▶ **CONSIGNES À SUIVRE**
Poursuivez l'intervention sur le contrôle parental de l'accès à internet, reproduite ci-dessous avant les données, à partir de sa dernière phrase.

Intervention de Karine Lebon

Séance en hémicycle du mardi 22 février 2022 à 21h45
Contrôle parental de l'accès à internet — Discussion générale

Photo issue du site de l'Assemblée nationale ou de WikipediaKarine Lebon :

La crise du covid-19 a mis en lumière les dégâts liés à l'abus d'écrans chez les enfants. Le constat est inquiétant ; il appelle des réponses fortes, tant des pouvoirs publics que des familles. Selon une étude de l'Observatoire national de l'activité physique et de la sédentarité, 93 % des enfants et des adolescents dépassent largement les recommandations en la matière. Alors que le temps qu'ils consacrent aux écrans devrait être limité à deux heures par jour, ils y passent en moyenne quatre heures par jour. Le confinement a amplifié ces chiffres déjà alarmants, puisque 62 % des enfants et 69 % des adolescents ont augmenté leur temps d'écran durant cette période.

Nous connaissons tous les effets délétères de ce phénomène sur la vie et la santé des plus jeunes : mauvaises postures prolongées à l'origine de douleurs, déséquilibres alimentaires, difficultés de concentration, manque d'activité physique, troubles du sommeil, fatigue visuelle… L'augmentation du temps d'écran électronique a également été associée à des problèmes de santé mentale : pendant la pandémie de covid-19, on a constaté des troubles plus graves chez les enfants qui faisaient une forte consommation d'écran que chez ceux qui en avaient un usage plus modéré. La corrélation entre le temps d'exposition aux écrans et la santé mentale des enfants demande à être mesurée avec précision.

▶ **EXTRAIT DES DONNÉES**
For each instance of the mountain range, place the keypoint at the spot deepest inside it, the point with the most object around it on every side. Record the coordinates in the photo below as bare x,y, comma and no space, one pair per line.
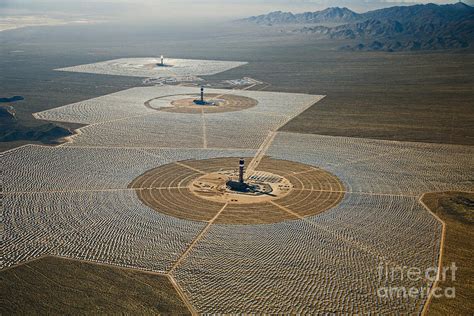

▶ **RÉSULTAT ATTENDU**
Ces conséquences sont de plus en plus documentées. Elles témoignent d'un phénomène massif qui, loin de s'autoréguler, ne fera que s'amplifier en l'absence de mesures volontaristes. La possibilité pour les parents de contrôler les contenus consultés par leur enfant constitue une pièce maîtresse de la politique de prévention que nous appelons de nos vœux pour éviter un usage abusif des écrans. Dispositif de proximité par excellence, le contrôle parental doit être pensé, sous peine d'inefficacité, de manière proportionnelle et mesurée. L'article 1er de la proposition de loi vise à imposer aux fabricants l'obligation d'installer un système de contrôle parental et d'en proposer l'activation dès la première mise en service de l'appareil. Je le réaffirme : nous partageons le souci de ne pas rendre le contrôle parental automatique. Comme tout autre logiciel de filtrage, il ne déroge pas à la règle d'un contrôle complet par l'utilisateur, qui doit garder la liberté de l'activer ou de le désactiver. Nous regrettons que la proposition de loi reste silencieuse sur les dérives de certains dispositifs de contrôle parental, en particulier de fonctionnalités pouvant être intrusives. La recommandation de la CNIL du 9 juin 2021 rappelle à ce sujet que « certaines fonctionnalités assez intrusives tendent à transformer le contrôle parental en une forme de surveillance qui comporte certains risques : le risque d'altérer la relation de confiance entre les parents et le mineur […] ; le risque d'entraver le processus d'autonomisation du mineur […] ; le risque d'habituer le mineur à être sous surveillance constante » – ce qui normaliserait les pratiques liberticides. La CNIL invite à prioriser les dispositifs de contrôle parental respectant un principe de proportionnalité, un principe de transparence à l'égard de l'enfant, et enfin un principe de sécurité des données du mineur, afin de s'assurer que des tiers n'ont pas accès à des informations sur celui-ci.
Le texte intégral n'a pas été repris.